— BEGIN —

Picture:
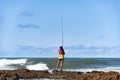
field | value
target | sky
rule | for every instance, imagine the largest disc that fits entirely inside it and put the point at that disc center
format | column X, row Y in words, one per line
column 38, row 23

— END —

Stated task:
Update the listing by changing "sky" to "cloud" and leaving everything else the same. Omit the picture from your answer.

Task result:
Picture:
field | value
target | cloud
rule | for every instance, imagine the largest disc that fits entirely inside it and put the point at that disc center
format | column X, row Y in words, one per line
column 38, row 23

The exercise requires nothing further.